§ Exercise set:
a - Write out the stretch of the Nakajima biography from "Japanese novelist (1909–1942)" through "own life experiences.", word for word.
b - According to the Nakajima biography, how did Nakajima's father and mother come to be trained in Confucianism? Answer in one to three sentences.
c - In what month and year was the infant Nakajima sent to Saitama Prefecture to be raised by his grandparents, according to the Nakajima biography?

§ Document text:
§
Japanese novelist (1909–1942)

Atsushi Nakajima (中島 敦, Nakajima Atsushi) was a Japanese author known for his unique style and self-introspective themes. His major works include "The Moon Over the Mountain" and "Light, Wind and Dreams" with the former being published in many Japanese textbooks.

During his life he wrote about twenty works, including unfinished works, typically inspired by Classical Chinese stories and his own life experiences.

== Early life ==
Atsushi Nakajima was born in Yotsuya ward, Tokyo on 5 May 1909, into a family of Confucian scholars. His grandfather, Nakajima Busan (jp) was a sinologist and member of the school of Confucian studies founded by Kameda Bōsai. His father, Tabito Nakajima was a kanbun instructor, and three of Nakajima's uncles were also learned in classical Chinese studies.

Nakajima Busan had established his own school for the study of Confucianism in his home in Saitama Prefecture. There, both Nakajima's father and his mother, Chiyoko, received training in Confucianism.

Chiyoko had been a primary school teacher before marrying Tabito. Tabito received accreditation from the Ministry of Education in 1897 and taught kanbun at a middle school level. The couple married in 1908 and separated two years later, less than one year after Nakajima was born. The infant Nakajima was sent to Saitama Prefecture in February of 1910 to be raised by his grandparents. Nakajima Busan died one year after his grandson was sent to live with them.
§
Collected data

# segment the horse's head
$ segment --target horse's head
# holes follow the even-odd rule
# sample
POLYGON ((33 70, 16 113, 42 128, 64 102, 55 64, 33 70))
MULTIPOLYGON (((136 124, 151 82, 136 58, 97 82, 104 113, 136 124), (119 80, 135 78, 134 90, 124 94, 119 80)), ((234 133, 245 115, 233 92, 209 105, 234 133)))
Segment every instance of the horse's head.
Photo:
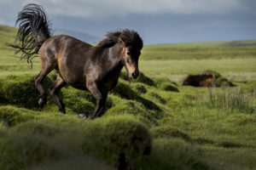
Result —
POLYGON ((139 75, 138 59, 141 51, 137 47, 125 44, 122 40, 119 40, 123 44, 122 62, 129 74, 129 77, 137 78, 139 75))

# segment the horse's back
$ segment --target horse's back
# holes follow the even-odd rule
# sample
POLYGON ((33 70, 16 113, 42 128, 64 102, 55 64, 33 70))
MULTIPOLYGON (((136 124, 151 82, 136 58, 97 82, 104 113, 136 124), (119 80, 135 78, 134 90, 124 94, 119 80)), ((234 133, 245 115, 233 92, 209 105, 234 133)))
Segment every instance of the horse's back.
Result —
POLYGON ((67 83, 77 88, 84 88, 84 65, 90 60, 88 53, 91 47, 70 36, 52 37, 40 48, 41 65, 53 65, 67 83))

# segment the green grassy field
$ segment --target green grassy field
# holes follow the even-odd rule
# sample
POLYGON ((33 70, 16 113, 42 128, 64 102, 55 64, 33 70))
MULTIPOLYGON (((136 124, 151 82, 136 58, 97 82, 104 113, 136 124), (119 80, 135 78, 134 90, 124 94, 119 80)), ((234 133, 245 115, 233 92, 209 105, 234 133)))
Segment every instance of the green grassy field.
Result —
POLYGON ((130 82, 124 71, 91 121, 77 115, 94 99, 71 87, 61 93, 66 115, 50 97, 38 108, 40 64, 30 69, 5 46, 15 31, 0 26, 0 169, 114 169, 124 156, 130 169, 256 169, 255 40, 146 46, 143 74, 130 82), (181 86, 209 69, 236 86, 181 86))

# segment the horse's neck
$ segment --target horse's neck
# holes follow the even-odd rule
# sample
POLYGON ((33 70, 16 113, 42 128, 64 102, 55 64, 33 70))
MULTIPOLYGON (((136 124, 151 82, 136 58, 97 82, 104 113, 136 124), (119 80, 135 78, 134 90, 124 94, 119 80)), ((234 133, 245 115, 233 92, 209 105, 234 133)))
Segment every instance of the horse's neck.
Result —
POLYGON ((111 67, 120 67, 121 70, 124 66, 120 57, 122 50, 118 45, 114 45, 108 50, 108 60, 111 60, 111 67))

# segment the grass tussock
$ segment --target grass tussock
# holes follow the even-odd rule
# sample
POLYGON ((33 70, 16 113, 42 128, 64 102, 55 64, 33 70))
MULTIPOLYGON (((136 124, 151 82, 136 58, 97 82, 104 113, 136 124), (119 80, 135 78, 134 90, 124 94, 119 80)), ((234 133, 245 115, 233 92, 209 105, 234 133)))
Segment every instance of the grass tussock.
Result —
POLYGON ((230 111, 243 111, 246 113, 255 113, 256 90, 237 88, 222 88, 217 91, 210 88, 207 92, 207 102, 209 108, 222 108, 230 111))

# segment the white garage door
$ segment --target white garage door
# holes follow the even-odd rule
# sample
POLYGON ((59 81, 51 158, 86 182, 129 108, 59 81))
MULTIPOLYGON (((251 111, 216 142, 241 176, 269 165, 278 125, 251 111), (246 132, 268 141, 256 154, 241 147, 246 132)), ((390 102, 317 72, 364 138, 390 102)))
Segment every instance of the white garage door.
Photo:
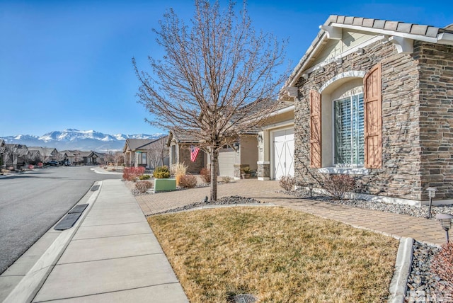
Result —
POLYGON ((294 130, 274 132, 274 178, 294 176, 294 130))
POLYGON ((219 152, 219 176, 234 176, 234 156, 232 149, 222 149, 219 152))

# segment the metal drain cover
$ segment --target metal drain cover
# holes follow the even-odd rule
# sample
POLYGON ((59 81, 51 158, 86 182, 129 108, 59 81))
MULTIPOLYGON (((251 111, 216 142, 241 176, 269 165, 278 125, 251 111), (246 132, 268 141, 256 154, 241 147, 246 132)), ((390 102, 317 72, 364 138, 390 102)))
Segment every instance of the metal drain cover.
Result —
POLYGON ((258 301, 258 298, 251 294, 241 294, 233 297, 234 303, 253 303, 258 301))

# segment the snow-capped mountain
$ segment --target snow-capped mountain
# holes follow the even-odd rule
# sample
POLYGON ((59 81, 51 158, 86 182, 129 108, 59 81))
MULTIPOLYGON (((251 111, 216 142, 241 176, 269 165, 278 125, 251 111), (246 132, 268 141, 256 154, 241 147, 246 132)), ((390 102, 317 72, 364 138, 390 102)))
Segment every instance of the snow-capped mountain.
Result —
POLYGON ((29 147, 54 147, 59 151, 65 149, 93 150, 107 152, 122 150, 127 139, 158 139, 166 134, 108 135, 96 130, 68 129, 53 131, 42 136, 18 135, 0 137, 6 143, 17 143, 29 147))

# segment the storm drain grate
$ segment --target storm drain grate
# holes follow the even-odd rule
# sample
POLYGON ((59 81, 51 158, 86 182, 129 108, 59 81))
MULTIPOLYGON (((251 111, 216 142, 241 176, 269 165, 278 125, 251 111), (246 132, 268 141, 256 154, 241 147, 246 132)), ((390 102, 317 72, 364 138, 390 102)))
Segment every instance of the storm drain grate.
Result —
POLYGON ((62 221, 57 224, 54 229, 55 230, 64 230, 70 229, 77 222, 80 216, 82 215, 81 212, 74 212, 74 214, 67 214, 62 221))
POLYGON ((258 298, 251 294, 241 294, 233 297, 234 303, 253 303, 258 300, 258 298))
POLYGON ((80 216, 82 215, 82 212, 86 208, 88 204, 81 204, 76 205, 72 210, 67 213, 66 216, 60 221, 54 229, 55 230, 65 230, 69 229, 74 226, 77 222, 80 216))
POLYGON ((79 205, 76 205, 72 210, 69 210, 68 214, 74 214, 75 212, 84 212, 84 210, 86 208, 88 204, 81 204, 79 205))

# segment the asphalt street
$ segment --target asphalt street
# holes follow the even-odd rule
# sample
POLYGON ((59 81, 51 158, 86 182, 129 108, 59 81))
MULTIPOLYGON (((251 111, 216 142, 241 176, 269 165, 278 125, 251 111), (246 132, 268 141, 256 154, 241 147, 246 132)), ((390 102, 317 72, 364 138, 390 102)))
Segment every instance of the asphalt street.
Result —
POLYGON ((58 166, 0 178, 0 273, 58 222, 99 180, 90 166, 58 166))

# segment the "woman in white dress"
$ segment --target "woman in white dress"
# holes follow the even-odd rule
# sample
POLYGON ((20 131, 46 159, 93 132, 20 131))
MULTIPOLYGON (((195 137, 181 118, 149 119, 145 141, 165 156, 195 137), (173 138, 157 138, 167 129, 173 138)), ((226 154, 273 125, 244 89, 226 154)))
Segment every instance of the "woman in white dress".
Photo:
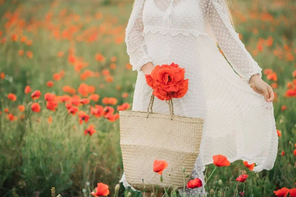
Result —
MULTIPOLYGON (((145 75, 154 66, 174 62, 185 68, 188 90, 174 99, 174 114, 204 119, 190 177, 203 185, 205 165, 213 163, 213 155, 255 163, 254 171, 259 172, 272 168, 277 153, 273 91, 261 79, 262 69, 246 50, 230 16, 225 0, 135 0, 126 29, 130 63, 138 72, 132 110, 147 111, 152 93, 145 75)), ((167 104, 156 98, 153 108, 169 114, 167 104)), ((136 190, 124 173, 120 182, 136 190)), ((182 195, 183 189, 179 192, 182 195)), ((185 192, 205 194, 203 187, 185 187, 185 192)))

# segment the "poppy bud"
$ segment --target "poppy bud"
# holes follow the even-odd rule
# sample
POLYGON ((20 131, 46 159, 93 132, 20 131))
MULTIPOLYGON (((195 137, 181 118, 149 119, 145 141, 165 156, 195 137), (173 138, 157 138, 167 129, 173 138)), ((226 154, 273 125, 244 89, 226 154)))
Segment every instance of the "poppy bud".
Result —
POLYGON ((219 186, 221 186, 222 184, 223 184, 223 181, 222 181, 222 180, 221 179, 219 179, 218 180, 218 185, 219 185, 219 186))
POLYGON ((116 184, 116 185, 115 186, 115 192, 117 192, 119 191, 120 187, 120 185, 119 185, 119 183, 117 183, 117 184, 116 184))
POLYGON ((132 197, 132 193, 131 193, 131 192, 128 192, 128 193, 127 193, 127 197, 132 197))

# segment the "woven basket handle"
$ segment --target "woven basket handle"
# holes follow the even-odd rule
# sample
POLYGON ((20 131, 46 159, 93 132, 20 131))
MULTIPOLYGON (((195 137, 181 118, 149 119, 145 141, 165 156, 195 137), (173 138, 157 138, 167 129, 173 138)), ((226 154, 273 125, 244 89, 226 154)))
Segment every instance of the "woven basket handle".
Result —
MULTIPOLYGON (((152 94, 151 95, 151 97, 150 98, 150 102, 149 102, 149 104, 148 104, 148 107, 147 107, 147 118, 148 118, 148 116, 149 116, 149 114, 152 113, 152 106, 153 106, 153 102, 154 101, 154 95, 152 94), (150 109, 150 110, 149 110, 150 109)), ((173 119, 173 115, 174 115, 174 106, 173 105, 173 98, 171 98, 170 99, 168 100, 166 100, 165 102, 169 104, 169 109, 170 110, 170 115, 171 116, 171 120, 173 119)))

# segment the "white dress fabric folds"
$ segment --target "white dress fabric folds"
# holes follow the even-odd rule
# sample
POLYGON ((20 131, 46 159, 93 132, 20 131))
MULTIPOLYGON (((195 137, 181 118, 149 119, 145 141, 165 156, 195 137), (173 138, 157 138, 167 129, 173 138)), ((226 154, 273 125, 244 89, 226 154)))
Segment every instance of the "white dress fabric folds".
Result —
MULTIPOLYGON (((177 115, 204 119, 190 178, 203 184, 205 166, 213 163, 213 155, 224 155, 230 162, 255 163, 254 171, 259 172, 272 168, 278 150, 272 102, 249 84, 253 75, 261 77, 262 69, 240 40, 227 9, 224 0, 135 0, 125 30, 130 63, 138 71, 133 110, 147 111, 151 94, 143 66, 174 62, 185 68, 188 92, 173 98, 174 110, 177 115)), ((166 103, 156 98, 153 111, 169 114, 166 103)), ((120 182, 136 190, 124 173, 120 182)), ((183 189, 179 192, 182 195, 183 189)), ((203 187, 185 187, 185 192, 191 196, 205 194, 203 187)))

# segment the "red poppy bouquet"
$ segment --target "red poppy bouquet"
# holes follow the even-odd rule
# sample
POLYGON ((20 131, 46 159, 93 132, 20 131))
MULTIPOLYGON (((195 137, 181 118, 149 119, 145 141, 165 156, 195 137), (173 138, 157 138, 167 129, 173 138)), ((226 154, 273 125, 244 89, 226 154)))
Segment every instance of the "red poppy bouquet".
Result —
POLYGON ((147 84, 152 94, 161 100, 181 98, 188 91, 188 79, 184 79, 185 68, 172 63, 170 65, 157 65, 150 74, 146 74, 147 84))

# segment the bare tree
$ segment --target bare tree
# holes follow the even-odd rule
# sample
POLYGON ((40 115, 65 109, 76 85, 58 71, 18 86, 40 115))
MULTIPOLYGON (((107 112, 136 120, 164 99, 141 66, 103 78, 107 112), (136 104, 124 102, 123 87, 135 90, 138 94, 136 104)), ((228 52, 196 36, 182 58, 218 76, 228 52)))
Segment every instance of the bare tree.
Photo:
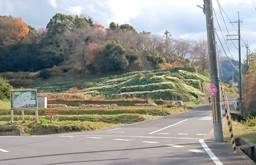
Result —
POLYGON ((209 68, 208 47, 206 40, 195 42, 191 51, 190 59, 200 69, 205 70, 209 68))

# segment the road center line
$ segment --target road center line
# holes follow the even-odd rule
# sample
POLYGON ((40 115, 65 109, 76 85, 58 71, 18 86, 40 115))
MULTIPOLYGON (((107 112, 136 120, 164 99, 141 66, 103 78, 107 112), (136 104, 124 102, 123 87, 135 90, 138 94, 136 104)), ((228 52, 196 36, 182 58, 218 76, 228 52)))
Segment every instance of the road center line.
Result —
POLYGON ((9 152, 8 151, 5 150, 4 149, 1 149, 0 148, 0 151, 4 152, 9 152))
POLYGON ((128 139, 114 139, 113 140, 123 140, 124 141, 130 141, 132 140, 129 140, 128 139))
POLYGON ((92 139, 103 139, 103 138, 98 138, 98 137, 86 137, 87 138, 90 138, 92 139))
POLYGON ((211 159, 213 161, 215 164, 216 165, 223 165, 223 164, 220 161, 220 160, 216 157, 216 156, 214 153, 210 149, 210 148, 208 147, 207 145, 204 141, 203 139, 200 139, 199 140, 199 142, 203 146, 205 151, 206 151, 209 156, 211 159))
POLYGON ((142 143, 159 143, 159 142, 157 142, 156 141, 140 141, 140 142, 142 142, 142 143))
POLYGON ((157 130, 156 131, 154 131, 154 132, 150 132, 150 133, 149 133, 148 134, 154 134, 154 133, 156 133, 156 132, 158 132, 158 131, 162 131, 162 130, 164 130, 165 129, 166 129, 166 128, 169 128, 170 127, 171 127, 172 126, 175 126, 176 125, 177 125, 177 124, 180 124, 180 123, 181 123, 182 122, 184 122, 184 121, 185 121, 186 120, 188 120, 188 119, 186 119, 186 120, 184 120, 181 121, 180 122, 178 122, 178 123, 175 123, 175 124, 173 124, 172 125, 171 125, 170 126, 167 126, 167 127, 164 127, 164 128, 163 128, 162 129, 160 129, 160 130, 157 130))

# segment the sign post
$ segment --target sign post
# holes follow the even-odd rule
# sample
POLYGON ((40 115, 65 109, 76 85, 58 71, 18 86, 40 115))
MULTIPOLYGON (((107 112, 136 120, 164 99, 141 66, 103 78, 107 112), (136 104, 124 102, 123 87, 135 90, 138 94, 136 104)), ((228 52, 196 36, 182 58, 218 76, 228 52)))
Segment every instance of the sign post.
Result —
POLYGON ((11 122, 13 122, 13 110, 21 109, 22 122, 25 122, 24 110, 35 110, 36 122, 38 123, 36 89, 17 89, 10 91, 11 122))
POLYGON ((52 115, 57 115, 58 114, 58 112, 57 110, 44 110, 45 115, 50 115, 50 121, 51 123, 52 122, 52 115))
POLYGON ((212 96, 215 96, 217 93, 217 87, 214 85, 211 85, 211 94, 212 96))

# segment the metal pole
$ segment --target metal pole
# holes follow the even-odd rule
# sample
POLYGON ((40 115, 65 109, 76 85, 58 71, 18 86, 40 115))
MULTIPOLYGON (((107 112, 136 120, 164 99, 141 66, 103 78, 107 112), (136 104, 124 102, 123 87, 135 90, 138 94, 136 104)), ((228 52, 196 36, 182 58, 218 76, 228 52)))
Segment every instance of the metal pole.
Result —
POLYGON ((213 8, 211 0, 204 0, 204 12, 205 14, 208 42, 208 55, 210 64, 211 84, 215 85, 217 93, 212 96, 214 119, 213 130, 215 142, 224 141, 221 103, 219 79, 218 64, 215 41, 215 33, 213 22, 213 8))
POLYGON ((241 44, 240 43, 240 19, 239 18, 239 12, 238 13, 238 55, 239 61, 239 82, 238 92, 239 93, 239 114, 242 114, 242 69, 241 66, 241 44))

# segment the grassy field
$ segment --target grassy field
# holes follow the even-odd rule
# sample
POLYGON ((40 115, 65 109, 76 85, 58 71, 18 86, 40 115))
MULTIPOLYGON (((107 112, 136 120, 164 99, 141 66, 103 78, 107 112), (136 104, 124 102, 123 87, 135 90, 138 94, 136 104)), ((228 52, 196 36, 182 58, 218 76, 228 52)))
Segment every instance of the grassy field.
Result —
§
§ Solutions:
a -
Japanese novelist (1909–1942)

Atsushi Nakajima (中島 敦, Nakajima Atsushi) was a Japanese author known for his unique style and self-introspective themes. His major works include "The Moon Over the Mountain" and "Light, Wind and Dreams" with the former being published in many Japanese textbooks.

During his life he wrote about twenty works, including unfinished works, typically inspired by Classical Chinese stories and his own life experiences.

b - Nakajima's grandfather, Nakajima Busan, had set up his own school for the study of Confucianism in his home in Saitama Prefecture. Both Nakajima's father and his mother, Chiyoko, received their training in Confucianism there.

c - February of 1910.